Exercise prompt
Go to the line that contains "Where can the blue jacket", then write out that line and all that follow to the end of the listing, exactly and without pictures.
-*-*-
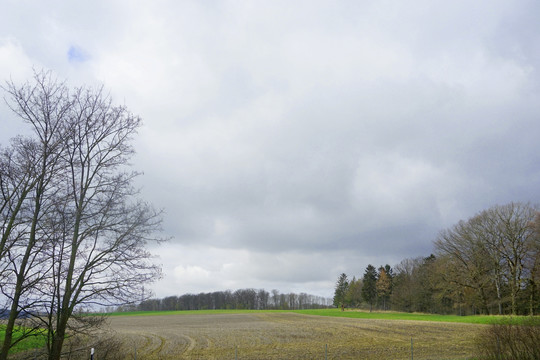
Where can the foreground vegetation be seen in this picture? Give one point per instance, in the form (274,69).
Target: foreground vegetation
(278,334)
(37,341)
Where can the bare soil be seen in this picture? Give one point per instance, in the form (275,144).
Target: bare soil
(288,336)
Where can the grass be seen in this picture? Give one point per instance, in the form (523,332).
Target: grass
(356,314)
(32,342)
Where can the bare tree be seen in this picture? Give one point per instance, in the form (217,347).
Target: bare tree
(91,245)
(496,249)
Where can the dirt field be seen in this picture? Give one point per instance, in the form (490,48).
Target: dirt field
(289,336)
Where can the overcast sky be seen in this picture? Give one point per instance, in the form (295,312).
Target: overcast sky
(290,141)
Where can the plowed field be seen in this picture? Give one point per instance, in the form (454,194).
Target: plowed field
(289,336)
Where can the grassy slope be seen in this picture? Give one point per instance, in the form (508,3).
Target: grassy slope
(33,342)
(478,319)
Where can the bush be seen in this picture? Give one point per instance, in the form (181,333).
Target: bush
(511,340)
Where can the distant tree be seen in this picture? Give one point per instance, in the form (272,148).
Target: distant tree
(369,287)
(384,285)
(354,293)
(340,291)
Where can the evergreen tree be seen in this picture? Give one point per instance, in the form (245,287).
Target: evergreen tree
(342,285)
(369,288)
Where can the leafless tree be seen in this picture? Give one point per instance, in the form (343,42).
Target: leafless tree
(88,227)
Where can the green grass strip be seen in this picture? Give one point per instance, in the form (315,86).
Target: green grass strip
(36,341)
(356,314)
(473,319)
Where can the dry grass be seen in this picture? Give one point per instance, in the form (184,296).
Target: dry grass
(288,336)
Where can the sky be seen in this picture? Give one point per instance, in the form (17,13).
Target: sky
(291,141)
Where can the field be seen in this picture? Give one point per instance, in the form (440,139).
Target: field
(288,335)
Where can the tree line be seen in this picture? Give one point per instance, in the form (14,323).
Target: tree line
(73,229)
(488,264)
(251,299)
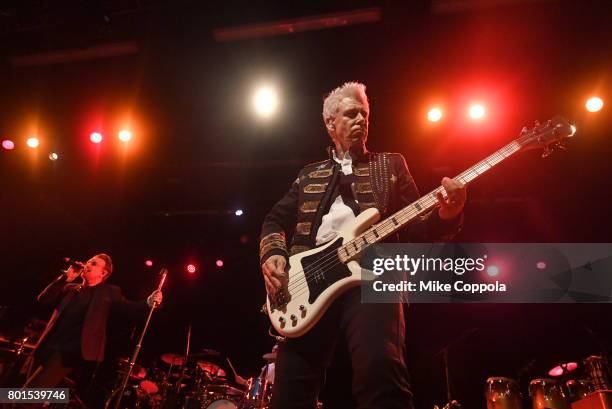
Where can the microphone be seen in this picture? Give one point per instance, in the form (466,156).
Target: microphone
(74,263)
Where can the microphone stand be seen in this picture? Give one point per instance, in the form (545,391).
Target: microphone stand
(163,273)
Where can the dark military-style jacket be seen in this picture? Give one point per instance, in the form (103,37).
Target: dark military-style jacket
(381,180)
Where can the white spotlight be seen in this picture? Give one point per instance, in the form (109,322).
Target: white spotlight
(265,101)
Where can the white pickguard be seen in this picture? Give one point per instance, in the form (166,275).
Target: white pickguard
(292,321)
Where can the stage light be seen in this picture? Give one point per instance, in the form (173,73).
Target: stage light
(434,115)
(594,104)
(492,271)
(125,135)
(33,142)
(8,145)
(476,111)
(95,137)
(265,102)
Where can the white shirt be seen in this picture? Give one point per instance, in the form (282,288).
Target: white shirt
(339,213)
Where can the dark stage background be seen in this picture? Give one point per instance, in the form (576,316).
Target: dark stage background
(199,154)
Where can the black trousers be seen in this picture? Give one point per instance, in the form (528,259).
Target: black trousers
(375,336)
(50,373)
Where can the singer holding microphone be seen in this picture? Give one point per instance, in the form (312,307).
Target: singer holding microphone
(76,332)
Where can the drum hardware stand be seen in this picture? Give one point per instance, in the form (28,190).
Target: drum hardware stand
(179,381)
(451,403)
(120,391)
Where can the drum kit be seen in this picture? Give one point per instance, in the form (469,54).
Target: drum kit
(570,386)
(203,380)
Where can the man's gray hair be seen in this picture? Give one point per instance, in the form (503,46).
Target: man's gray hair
(348,89)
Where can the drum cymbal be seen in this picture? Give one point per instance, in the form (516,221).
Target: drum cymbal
(209,367)
(173,359)
(138,372)
(270,356)
(179,359)
(563,369)
(204,352)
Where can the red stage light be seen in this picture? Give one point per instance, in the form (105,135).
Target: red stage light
(476,111)
(434,115)
(8,144)
(95,137)
(125,135)
(594,104)
(33,142)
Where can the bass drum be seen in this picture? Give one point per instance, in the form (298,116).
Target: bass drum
(221,404)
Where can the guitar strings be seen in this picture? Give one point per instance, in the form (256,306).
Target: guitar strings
(330,260)
(324,263)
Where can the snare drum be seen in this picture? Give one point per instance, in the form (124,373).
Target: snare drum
(547,393)
(578,389)
(502,393)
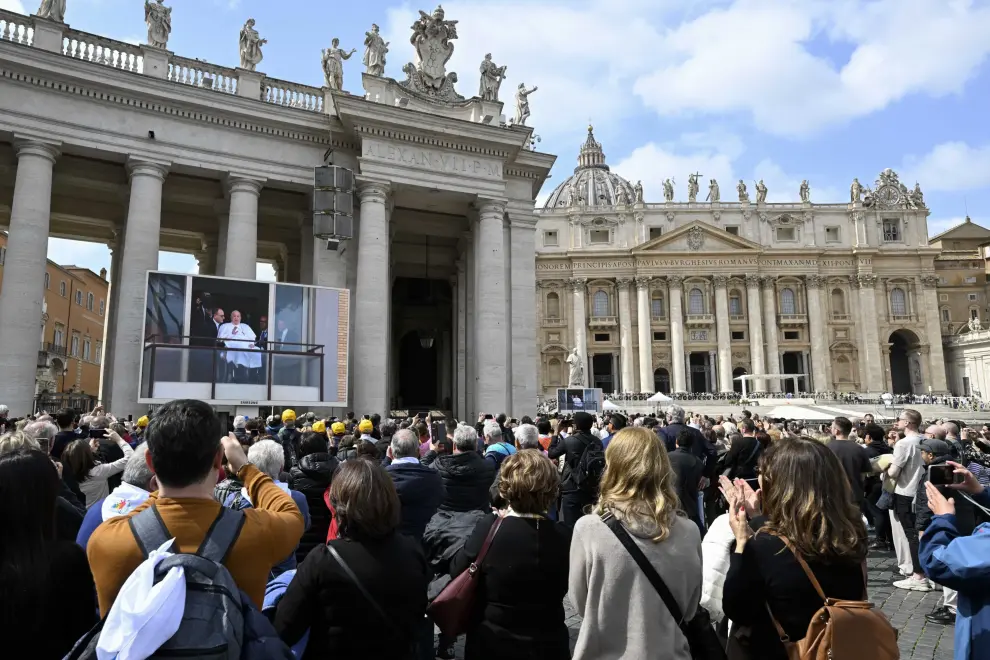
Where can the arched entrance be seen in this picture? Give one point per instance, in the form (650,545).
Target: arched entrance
(905,367)
(417,373)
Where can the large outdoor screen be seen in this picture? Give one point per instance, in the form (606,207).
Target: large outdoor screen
(244,342)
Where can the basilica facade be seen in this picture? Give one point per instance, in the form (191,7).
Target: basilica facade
(689,296)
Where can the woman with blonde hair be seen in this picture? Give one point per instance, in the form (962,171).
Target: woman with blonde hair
(805,510)
(638,499)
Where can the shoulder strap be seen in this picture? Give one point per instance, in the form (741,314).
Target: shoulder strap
(222,535)
(644,564)
(149,530)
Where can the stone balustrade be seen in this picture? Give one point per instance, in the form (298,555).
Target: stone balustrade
(197,73)
(16,28)
(101,50)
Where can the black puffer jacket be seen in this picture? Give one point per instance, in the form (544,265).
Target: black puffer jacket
(311,478)
(466,480)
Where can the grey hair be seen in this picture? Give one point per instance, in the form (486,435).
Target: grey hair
(405,444)
(676,414)
(136,472)
(465,438)
(492,430)
(268,456)
(528,437)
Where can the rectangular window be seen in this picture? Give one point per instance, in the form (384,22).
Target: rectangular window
(598,236)
(786,234)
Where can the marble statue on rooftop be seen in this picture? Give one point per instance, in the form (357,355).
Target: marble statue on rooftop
(333,64)
(375,49)
(491,79)
(250,46)
(159,20)
(53,10)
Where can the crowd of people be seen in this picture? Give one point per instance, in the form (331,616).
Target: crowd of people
(353,538)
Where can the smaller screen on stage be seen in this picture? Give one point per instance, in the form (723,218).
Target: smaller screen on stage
(244,342)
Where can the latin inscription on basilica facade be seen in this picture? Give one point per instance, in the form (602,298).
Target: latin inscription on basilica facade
(431,160)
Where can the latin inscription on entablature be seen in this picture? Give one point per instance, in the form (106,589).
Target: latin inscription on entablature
(431,160)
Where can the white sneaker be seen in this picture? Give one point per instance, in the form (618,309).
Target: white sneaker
(913,584)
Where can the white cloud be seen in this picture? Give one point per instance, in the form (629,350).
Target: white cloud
(950,166)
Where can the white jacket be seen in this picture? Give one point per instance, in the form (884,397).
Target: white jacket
(715,550)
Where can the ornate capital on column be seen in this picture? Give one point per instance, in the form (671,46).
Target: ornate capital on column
(140,167)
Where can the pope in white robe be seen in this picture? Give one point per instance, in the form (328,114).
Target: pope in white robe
(239,335)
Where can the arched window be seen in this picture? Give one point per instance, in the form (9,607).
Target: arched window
(599,304)
(898,302)
(735,303)
(696,302)
(787,305)
(838,302)
(657,310)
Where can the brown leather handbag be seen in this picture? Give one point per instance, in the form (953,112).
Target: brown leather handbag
(452,609)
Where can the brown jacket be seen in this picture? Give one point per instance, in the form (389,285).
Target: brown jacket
(271,531)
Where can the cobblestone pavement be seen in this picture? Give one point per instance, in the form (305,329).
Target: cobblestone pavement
(917,639)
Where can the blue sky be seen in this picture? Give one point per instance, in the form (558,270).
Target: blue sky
(784,90)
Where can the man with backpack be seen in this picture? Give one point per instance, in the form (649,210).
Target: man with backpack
(584,463)
(185,451)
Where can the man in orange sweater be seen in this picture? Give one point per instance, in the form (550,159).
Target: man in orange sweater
(186,451)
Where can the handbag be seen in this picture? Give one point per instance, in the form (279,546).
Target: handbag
(453,608)
(702,640)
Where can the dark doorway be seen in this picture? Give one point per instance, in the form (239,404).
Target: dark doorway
(900,364)
(601,366)
(661,381)
(700,370)
(417,373)
(737,384)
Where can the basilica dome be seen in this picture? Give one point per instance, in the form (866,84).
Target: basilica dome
(592,183)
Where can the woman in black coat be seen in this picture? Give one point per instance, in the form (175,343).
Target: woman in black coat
(311,477)
(520,612)
(344,623)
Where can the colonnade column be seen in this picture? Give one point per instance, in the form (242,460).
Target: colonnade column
(723,334)
(24,273)
(933,328)
(770,326)
(141,243)
(820,362)
(755,331)
(491,321)
(241,250)
(579,324)
(645,336)
(372,299)
(625,336)
(676,292)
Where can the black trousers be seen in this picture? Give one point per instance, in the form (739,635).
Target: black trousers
(904,510)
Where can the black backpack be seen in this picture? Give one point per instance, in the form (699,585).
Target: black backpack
(591,466)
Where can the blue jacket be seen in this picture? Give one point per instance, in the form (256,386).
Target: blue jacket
(962,563)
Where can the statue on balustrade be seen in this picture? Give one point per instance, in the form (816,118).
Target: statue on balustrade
(375,49)
(576,378)
(251,43)
(491,79)
(53,10)
(333,64)
(159,20)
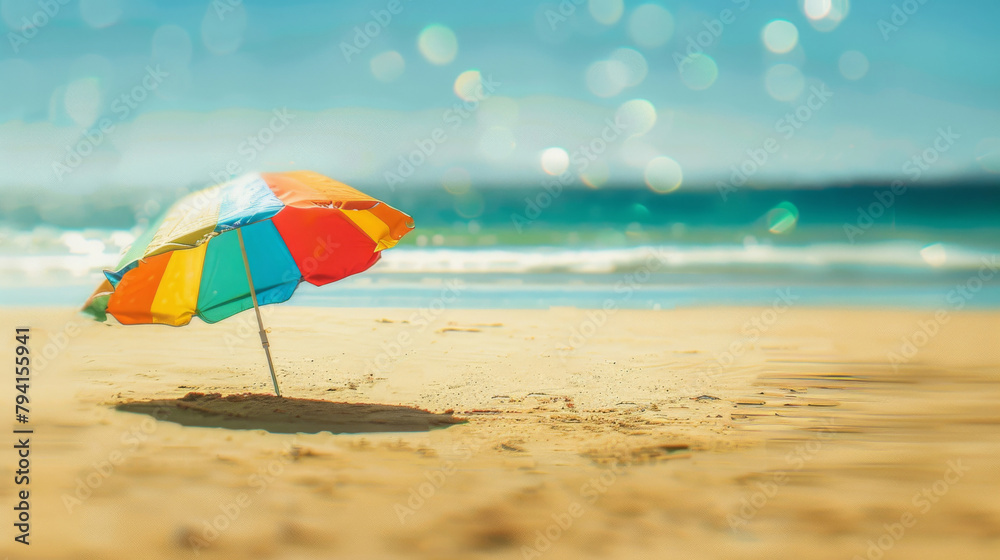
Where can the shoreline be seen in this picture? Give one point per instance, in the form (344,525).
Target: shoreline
(804,442)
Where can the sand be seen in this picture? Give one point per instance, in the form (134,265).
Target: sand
(514,434)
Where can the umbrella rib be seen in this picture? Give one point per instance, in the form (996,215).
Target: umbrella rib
(256,308)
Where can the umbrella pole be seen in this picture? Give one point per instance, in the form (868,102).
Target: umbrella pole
(256,308)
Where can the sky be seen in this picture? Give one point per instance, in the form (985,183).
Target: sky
(423,94)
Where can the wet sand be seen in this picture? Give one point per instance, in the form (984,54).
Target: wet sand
(514,434)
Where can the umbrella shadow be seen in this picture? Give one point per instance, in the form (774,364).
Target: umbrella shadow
(283,415)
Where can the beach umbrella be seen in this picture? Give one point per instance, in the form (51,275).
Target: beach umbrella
(246,243)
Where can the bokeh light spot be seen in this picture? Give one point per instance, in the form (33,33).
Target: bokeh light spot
(853,65)
(606,12)
(816,9)
(223,34)
(663,175)
(782,218)
(438,44)
(780,36)
(468,85)
(650,25)
(637,115)
(83,100)
(826,15)
(555,161)
(699,71)
(635,65)
(784,82)
(172,46)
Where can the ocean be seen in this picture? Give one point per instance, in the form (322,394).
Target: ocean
(929,248)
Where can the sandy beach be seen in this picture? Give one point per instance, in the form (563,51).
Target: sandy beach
(563,433)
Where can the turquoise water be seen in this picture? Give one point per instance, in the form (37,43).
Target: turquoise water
(930,248)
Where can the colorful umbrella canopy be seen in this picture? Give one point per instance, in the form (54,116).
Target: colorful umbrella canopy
-*-*-
Exercise output
Where can the blue jacket be seen in this picture? Give one point per instance, in the form (256,386).
Target: blue jacket
(962,563)
Where can the statue on balustrade be seen in this picture? Give one point per instance, in the form (816,118).
Target: statue on balustrade
(375,49)
(576,378)
(251,43)
(491,79)
(53,10)
(333,64)
(159,20)
Where can the shoreline be seen in this picture? Give one point per instance, in the form (344,525).
Target: shoreline
(804,442)
Where can the sand be seen in this picture? Give one point per instance, in the form (134,265).
Target: sand
(514,434)
Where can the umbrella rib be seen in this picture? Give one point per instance, in the form (996,215).
Target: umbrella rib
(256,308)
Where can the umbrella pole be seen in this picture? Give one point per instance, in the form (868,102).
Target: umbrella pole
(256,308)
Where can the sky be seen in this picture? Give one point per instance, in the form (985,183).
Target: sky
(423,94)
Where can the wet sand be seen in this picture? Give one point per instance, in the form (984,54).
Target: wet sand
(514,434)
Where can the umbrella shadow be seen in this picture? Give one point per instance, in the form (774,364).
Target: umbrella shadow
(283,415)
Where can the beach umbrella be seen in this picture? Give one point per instance, in the form (51,275).
Target: beach umbrella
(246,243)
Where can the bokeh light spot be seen in this picture? Give one point per instance, in the form (33,33).
Target: bokeh light spot
(853,65)
(606,12)
(816,9)
(223,34)
(663,175)
(782,218)
(438,44)
(780,36)
(468,85)
(650,25)
(637,115)
(83,100)
(826,15)
(555,161)
(699,71)
(635,65)
(784,82)
(172,46)
Where can the ocean be seen in this picture? Give one point per instance, in the form (322,394).
Target: ocean
(929,248)
Where can the sandy beach be seen in this picture? Give one point per instance, in the form (563,51).
Target: sandy beach
(563,433)
Where can the turquoise water be seen in this picture? Give one point per instance, in the form (37,43).
Target: turquoise water
(930,248)
Where can the colorful umbrella canopy be seen in this picture? Give one point per instance, in the form (54,116).
Target: colorful umbrella canopy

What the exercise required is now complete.